[Image-grounded pointing data]
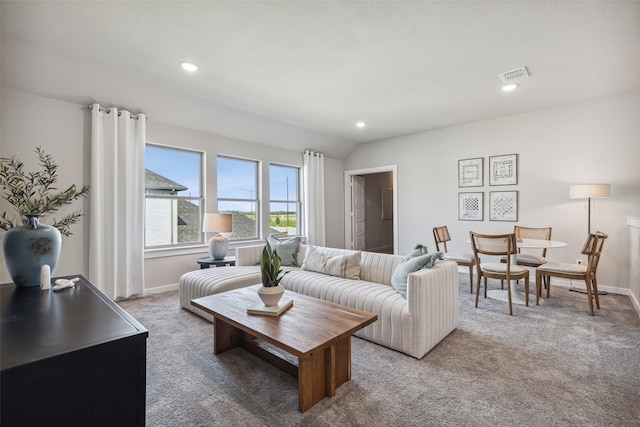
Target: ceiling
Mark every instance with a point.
(300, 74)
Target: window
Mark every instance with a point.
(284, 206)
(238, 195)
(173, 197)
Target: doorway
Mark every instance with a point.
(371, 209)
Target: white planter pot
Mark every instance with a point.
(270, 296)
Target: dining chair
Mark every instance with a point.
(528, 259)
(541, 233)
(593, 249)
(498, 245)
(441, 236)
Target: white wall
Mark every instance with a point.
(591, 142)
(63, 130)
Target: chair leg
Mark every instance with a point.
(594, 285)
(485, 287)
(510, 306)
(587, 281)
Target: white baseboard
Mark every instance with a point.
(161, 289)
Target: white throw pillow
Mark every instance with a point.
(347, 266)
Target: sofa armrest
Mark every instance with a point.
(429, 286)
(248, 255)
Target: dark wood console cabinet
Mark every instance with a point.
(70, 358)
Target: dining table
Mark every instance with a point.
(517, 296)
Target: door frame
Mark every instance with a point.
(347, 201)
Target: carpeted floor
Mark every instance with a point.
(552, 364)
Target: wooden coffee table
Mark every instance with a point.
(312, 339)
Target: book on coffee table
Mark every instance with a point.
(275, 310)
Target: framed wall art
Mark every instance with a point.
(503, 170)
(503, 206)
(470, 206)
(471, 172)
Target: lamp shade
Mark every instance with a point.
(216, 223)
(585, 191)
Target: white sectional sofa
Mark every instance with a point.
(412, 325)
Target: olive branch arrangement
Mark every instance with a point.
(35, 192)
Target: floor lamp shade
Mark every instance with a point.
(585, 191)
(589, 191)
(217, 223)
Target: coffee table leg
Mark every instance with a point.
(225, 336)
(320, 373)
(311, 380)
(342, 365)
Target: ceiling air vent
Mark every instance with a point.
(514, 75)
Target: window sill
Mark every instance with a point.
(170, 252)
(190, 250)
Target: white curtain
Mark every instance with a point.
(313, 197)
(116, 248)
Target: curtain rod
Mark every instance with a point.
(108, 111)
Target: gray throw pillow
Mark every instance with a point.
(287, 249)
(419, 249)
(410, 265)
(347, 266)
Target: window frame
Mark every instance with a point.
(200, 198)
(297, 201)
(253, 199)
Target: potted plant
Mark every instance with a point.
(271, 290)
(28, 245)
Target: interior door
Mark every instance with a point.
(358, 219)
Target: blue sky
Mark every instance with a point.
(236, 178)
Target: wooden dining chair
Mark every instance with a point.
(529, 259)
(441, 236)
(593, 249)
(541, 233)
(498, 245)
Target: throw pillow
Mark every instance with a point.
(287, 249)
(347, 266)
(420, 249)
(410, 265)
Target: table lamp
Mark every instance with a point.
(217, 223)
(589, 191)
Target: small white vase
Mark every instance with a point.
(270, 296)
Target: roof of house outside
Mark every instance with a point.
(154, 181)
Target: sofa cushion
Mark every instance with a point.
(287, 249)
(409, 265)
(347, 266)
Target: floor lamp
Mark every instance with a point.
(589, 191)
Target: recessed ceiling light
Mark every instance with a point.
(189, 66)
(509, 87)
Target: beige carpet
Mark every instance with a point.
(547, 365)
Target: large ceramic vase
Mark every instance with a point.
(28, 247)
(271, 295)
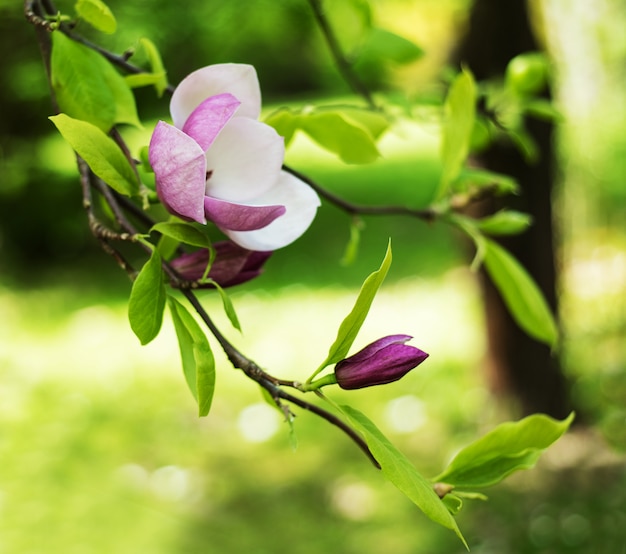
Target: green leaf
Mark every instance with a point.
(458, 126)
(100, 152)
(88, 87)
(196, 354)
(505, 222)
(183, 232)
(147, 300)
(351, 325)
(508, 448)
(97, 14)
(78, 83)
(341, 135)
(383, 45)
(401, 472)
(482, 178)
(156, 65)
(520, 293)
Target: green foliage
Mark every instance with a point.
(350, 133)
(97, 14)
(100, 152)
(196, 354)
(458, 126)
(88, 87)
(351, 325)
(504, 222)
(383, 45)
(184, 232)
(147, 300)
(401, 472)
(508, 448)
(520, 293)
(157, 75)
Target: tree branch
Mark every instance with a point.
(343, 65)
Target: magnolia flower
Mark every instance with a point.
(233, 265)
(384, 361)
(219, 163)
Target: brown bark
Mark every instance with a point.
(518, 364)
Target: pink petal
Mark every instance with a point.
(179, 166)
(240, 80)
(208, 119)
(244, 161)
(301, 204)
(238, 217)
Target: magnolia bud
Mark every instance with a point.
(384, 361)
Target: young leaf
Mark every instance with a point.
(340, 135)
(505, 222)
(520, 293)
(196, 354)
(88, 87)
(401, 472)
(147, 300)
(97, 14)
(351, 325)
(509, 447)
(384, 45)
(458, 125)
(183, 232)
(79, 84)
(100, 152)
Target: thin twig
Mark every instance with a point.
(343, 65)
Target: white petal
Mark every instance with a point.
(301, 202)
(240, 80)
(245, 160)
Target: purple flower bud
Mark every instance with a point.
(384, 361)
(233, 264)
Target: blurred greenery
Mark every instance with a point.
(100, 449)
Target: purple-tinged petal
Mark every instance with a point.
(209, 118)
(233, 265)
(179, 166)
(240, 80)
(301, 203)
(244, 161)
(384, 361)
(239, 217)
(377, 345)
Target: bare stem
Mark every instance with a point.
(343, 65)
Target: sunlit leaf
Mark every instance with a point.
(400, 471)
(458, 126)
(183, 232)
(351, 325)
(100, 152)
(520, 293)
(97, 14)
(196, 354)
(341, 135)
(88, 87)
(384, 45)
(508, 448)
(505, 222)
(147, 300)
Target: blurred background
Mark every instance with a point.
(100, 447)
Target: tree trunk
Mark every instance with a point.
(518, 364)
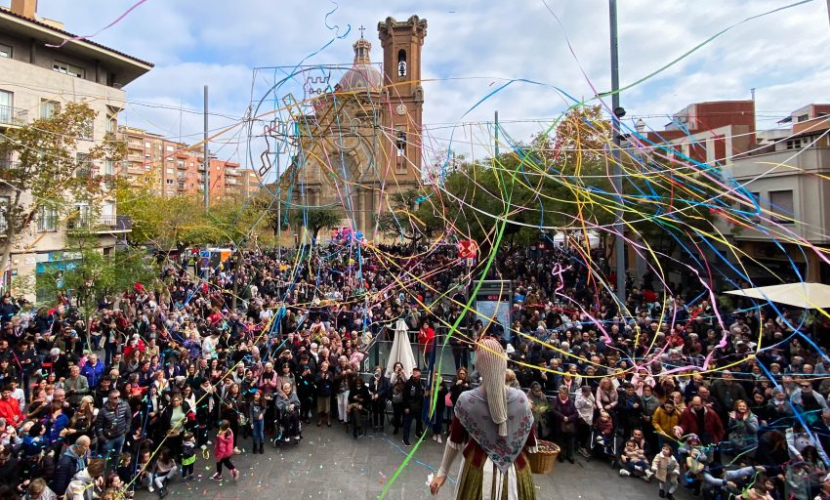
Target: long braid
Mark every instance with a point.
(492, 365)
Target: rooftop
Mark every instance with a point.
(128, 67)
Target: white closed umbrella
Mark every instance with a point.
(401, 351)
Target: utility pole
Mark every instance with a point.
(206, 158)
(497, 135)
(618, 112)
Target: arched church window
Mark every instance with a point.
(402, 62)
(401, 143)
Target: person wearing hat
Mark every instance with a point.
(490, 414)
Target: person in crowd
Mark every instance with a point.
(223, 451)
(379, 389)
(701, 420)
(188, 455)
(484, 417)
(325, 390)
(667, 471)
(633, 460)
(359, 405)
(72, 460)
(257, 409)
(288, 408)
(413, 404)
(112, 424)
(164, 468)
(566, 417)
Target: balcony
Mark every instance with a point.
(104, 224)
(13, 116)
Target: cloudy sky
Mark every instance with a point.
(472, 47)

- [ACTIVITY]:
The answer must be all the lines above that hold the word "wooden".

- [THE COMPLETED TASK]:
Target: wooden coffee table
Target: wooden dining chair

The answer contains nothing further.